*Goal A*:
Please reproduce the part of the XML sitemap thread starting with "PROBLEM SOLVED! The" and going on through "tasks are executed.", word for word.

*Reading passage*:
==============================

Hi!

I found something about this problem. If I logged into the drupal with any user I gave permission denied when I try to access to the sitemap.xml. When I logged out from the drupal, I can reach the sitemap.xml. I think the problem is caused by function xmlsitemap_anonymous_access.

Comments

xmarket’s picture

Category: support » bug

One more thing:
I made a clean install with the 6.x-1.x-dev (2009-02-24) version, and the sitemap.xml doesn't contain the nodes automatically, only the start page. I need to edit and submit the nodes to see it in sitemap.xml. What I am making wrong?

I tried the following thing:
http://www.example.com/admin/content/node I choosed the "Add the selected posts to the XML site map", and I checked all contents. I run the cron 2-3 times after the update, and when I looked again the sitemap.xml it was still empty.. :S

PROBLEM SOLVED! The way I tried works perfectly.

avpaderno’s picture

Category: bug » support

For the access denied, see what the project page reports.
If you make a clean install of XML Sitemap, it is probably difficult the site map can contain the nodes that have been edited before the project modules were installed. If you want to see the node created before to enable xmlsitemap_node.module, visit the admin/content/node page that shows a list of operations that can be made on the nodes; in the list there are some operations that are specific to XML Sitemap.
The same is true for the /admin/user/user page, which is relative to the authenticated user of the site.

avpaderno’s picture

The site map will appear empty until the first time the cron maintenance tasks are executed.

xmarket’s picture

Thanks for your reply. After some cron run, nodes are shown in the sitemap.xml. The permission denied is embarrassing, but thats all. I can live together with this thing. :D

avpaderno’s picture

Category: bug » support

The permission given only to the anonymous user is because otherwise the links present in the site map would probably give a 404 access error to the search engine, especially Google Webmaster Tools.

avpaderno’s picture

Status: Active » Fixed

I am setting the report to fixed.

avpaderno’s picture

Title: Permission denied with authenticated users » Access denied to sitemap.xml

I am changing the title to something clearer.

mikeytown2’s picture

I got an idea on how to serve this to the auth user. call file_get_contents() on example.com/sitemap.xml and pass that back to the user. The request will come from it's self (the web server) which doesn't keep any cookies.

avpaderno’s picture

I could use it on a tools page where the admin user could check the content of the site map as seen from the search engines.

If you have any ideas about that, feel free to open a report.

mikeytown2’s picture

under xmlsitemap_menu() instead of checking permissions there ('access callback' => 'xmlsitemap_anonymous_access'), check permissions inside the xmlsitemap_output() function. Since that function uses print, all thats needed is a if (user anonymous) then {same old} else {print file_get_contents()}. That should work in all cases.

avpaderno’s picture

The site map has been made accessible only to anonymous user also for two other reasons (apart the one I said in some comments I posted here):

  • To avoid that somebody would put a link of the site map to some Drupal menus; this is needed for two reasons:
    • To avoid that the site map link is in a Drupal menu that is used to add links into the site map; this would take to the situation where the site map contains a link to itself.

==============================

*Entries from a pointing dataset*:
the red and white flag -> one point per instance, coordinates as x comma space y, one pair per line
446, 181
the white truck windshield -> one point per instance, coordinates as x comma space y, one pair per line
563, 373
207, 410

==============================

*Goal B*:
Write out all of the pointing dataset rows above, each one unchanged.

*Correct output A*:
PROBLEM SOLVED! The way I tried works perfectly.

avpaderno’s picture

Category: bug » support

For the access denied, see what the project page reports.
If you make a clean install of XML Sitemap, it is probably difficult the site map can contain the nodes that have been edited before the project modules were installed. If you want to see the node created before to enable xmlsitemap_node.module, visit the admin/content/node page that shows a list of operations that can be made on the nodes; in the list there are some operations that are specific to XML Sitemap.
The same is true for the /admin/user/user page, which is relative to the authenticated user of the site.

avpaderno’s picture

The site map will appear empty until the first time the cron maintenance tasks are executed.

*Correct output B*:
the red and white flag -> one point per instance, coordinates as x comma space y, one pair per line
446, 181
the white truck windshield -> one point per instance, coordinates as x comma space y, one pair per line
563, 373
207, 410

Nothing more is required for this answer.